::: INPUT DATA

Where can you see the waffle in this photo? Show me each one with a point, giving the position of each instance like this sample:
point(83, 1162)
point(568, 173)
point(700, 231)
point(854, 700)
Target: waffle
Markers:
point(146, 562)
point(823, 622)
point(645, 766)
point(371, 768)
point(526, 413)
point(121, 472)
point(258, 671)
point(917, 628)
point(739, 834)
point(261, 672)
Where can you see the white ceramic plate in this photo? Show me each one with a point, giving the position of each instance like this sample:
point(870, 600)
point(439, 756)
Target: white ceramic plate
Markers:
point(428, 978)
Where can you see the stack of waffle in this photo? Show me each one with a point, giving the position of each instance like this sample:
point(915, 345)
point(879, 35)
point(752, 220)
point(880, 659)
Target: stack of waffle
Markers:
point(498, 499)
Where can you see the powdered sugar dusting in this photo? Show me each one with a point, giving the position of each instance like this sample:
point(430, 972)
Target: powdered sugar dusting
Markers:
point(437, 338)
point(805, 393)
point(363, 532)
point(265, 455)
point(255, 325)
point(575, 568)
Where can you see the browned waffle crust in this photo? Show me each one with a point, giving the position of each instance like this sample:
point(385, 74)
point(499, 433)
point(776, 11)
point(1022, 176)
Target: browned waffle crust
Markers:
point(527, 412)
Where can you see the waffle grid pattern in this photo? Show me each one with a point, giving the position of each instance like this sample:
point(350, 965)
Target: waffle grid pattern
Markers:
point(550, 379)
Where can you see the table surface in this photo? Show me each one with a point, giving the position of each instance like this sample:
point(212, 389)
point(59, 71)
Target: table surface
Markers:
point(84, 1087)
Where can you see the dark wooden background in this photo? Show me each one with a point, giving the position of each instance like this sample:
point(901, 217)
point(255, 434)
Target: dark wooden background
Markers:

::::::

*TASK TO CARRY OUT:*
Look for the line with "Target: table surface" in the records above. Repeat it and each line after it exactly.

*SOLVED PROBLEM:*
Target: table surface
Markers:
point(84, 1087)
Where can you see the dark wooden background in this photo? Show me each one with a point, giving the position of each instance like this sample:
point(901, 217)
point(255, 434)
Target: dark wooden background
Markers:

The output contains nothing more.